The Village of Stewart Manor is governed by the Village of Stewart Manor Board of Trustees. This governing body consists of a mayor and four village trustees – all of whom are elected to serve four-year terms, during village elections held each March.

As of August 2025, the Mayor of Stewart Manor is Michael Onorato, and the Village Trustees are Barbara Arciere, William Grogan, Peter Healy, and M. Carole Schafenberg.

=== Politics ===
In the 2024 United States presidential election, the majority of Stewart Manor voters voted for Donald Trump (R), who carried the vote in all three election districts covering the village.

==Education==

=== School districts ===
Stewart Manor is located primarily within the boundaries of the Elmont Union Free School District (K-6) and the Sewanhaka Central High School District (7–12), although one street in the village – Fernwood Terrace – is split between Garden City Union Free School District, as well as the Franklin Square UFSD (the latter of which feeds into the Sewanhaka CHSD). Accordingly, children who reside within the village and attend public schools go to school in one of these districts.

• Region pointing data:
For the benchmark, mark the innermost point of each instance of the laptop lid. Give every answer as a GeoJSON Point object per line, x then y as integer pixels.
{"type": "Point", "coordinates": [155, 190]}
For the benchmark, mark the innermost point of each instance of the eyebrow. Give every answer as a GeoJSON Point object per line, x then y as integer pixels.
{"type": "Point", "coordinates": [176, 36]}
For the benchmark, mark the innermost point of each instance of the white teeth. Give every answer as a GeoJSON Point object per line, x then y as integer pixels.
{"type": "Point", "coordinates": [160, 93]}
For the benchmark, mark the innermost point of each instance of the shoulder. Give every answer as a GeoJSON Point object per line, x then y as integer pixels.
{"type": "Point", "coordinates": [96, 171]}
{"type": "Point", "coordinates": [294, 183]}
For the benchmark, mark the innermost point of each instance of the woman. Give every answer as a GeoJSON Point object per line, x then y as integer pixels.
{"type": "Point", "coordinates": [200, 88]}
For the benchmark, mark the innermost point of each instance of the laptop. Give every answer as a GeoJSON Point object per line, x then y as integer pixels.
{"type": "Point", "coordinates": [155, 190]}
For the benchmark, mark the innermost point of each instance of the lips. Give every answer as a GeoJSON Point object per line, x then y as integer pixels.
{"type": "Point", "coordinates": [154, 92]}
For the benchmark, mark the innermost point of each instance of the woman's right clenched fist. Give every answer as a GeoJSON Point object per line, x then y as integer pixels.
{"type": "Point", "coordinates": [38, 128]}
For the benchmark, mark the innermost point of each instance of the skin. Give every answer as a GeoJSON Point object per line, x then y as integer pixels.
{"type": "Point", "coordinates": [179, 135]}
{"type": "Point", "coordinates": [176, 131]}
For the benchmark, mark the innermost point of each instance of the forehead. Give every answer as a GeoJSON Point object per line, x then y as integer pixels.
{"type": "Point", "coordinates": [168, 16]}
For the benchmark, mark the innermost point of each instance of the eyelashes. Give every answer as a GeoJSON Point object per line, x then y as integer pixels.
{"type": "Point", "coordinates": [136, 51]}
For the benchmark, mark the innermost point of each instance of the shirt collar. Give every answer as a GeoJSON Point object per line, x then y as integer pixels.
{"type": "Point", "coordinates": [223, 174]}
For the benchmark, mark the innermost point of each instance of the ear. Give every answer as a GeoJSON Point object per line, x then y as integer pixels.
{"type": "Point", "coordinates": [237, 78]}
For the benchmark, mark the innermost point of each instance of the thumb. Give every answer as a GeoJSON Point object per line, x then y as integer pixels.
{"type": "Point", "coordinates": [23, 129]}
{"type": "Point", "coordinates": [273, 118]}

• WORK TASK 1:
In the Stewart Manor text, how long is the term served by the mayor and the village trustees?
• WORK TASK 2:
Check each statement against the Stewart Manor text and answer yes or no, quoting the words that decide it: (a) Village elections in Stewart Manor take place every March. (b) Donald Trump carried two of the three election districts covering the village in 2024. (c) Fernwood Terrace is divided between the Garden City and Franklin Square school districts.
• WORK TASK 3:
Continue the Stewart Manor text from where it stops.

• ANSWER SECTION 1:
Four years.

• ANSWER SECTION 2:
(a) Yes: "during village elections held each March"
(b) No: "who carried the vote in all three election districts covering the village"
(c) Yes: "Fernwood Terrace – is split between Garden City Union Free School District, as well as the Franklin Square UFSD"

• ANSWER SECTION 3:
Additionally, the Elmont Union Free School District's Stewart Manor Elementary School is located within the village.

=== Library districts ===
Stewart Manor is served by the Elmont, Franklin Square, and Garden City Library Districts. The boundaries of these three library districts roughly correspond with those of the school districts.

==Notable people==
- Thomas Mallon – Novelist, essayist, and critic.
- Sal Paolantonio – Philadelphia-based bureau reporter for ESPN, who primarily reports on NFL stories.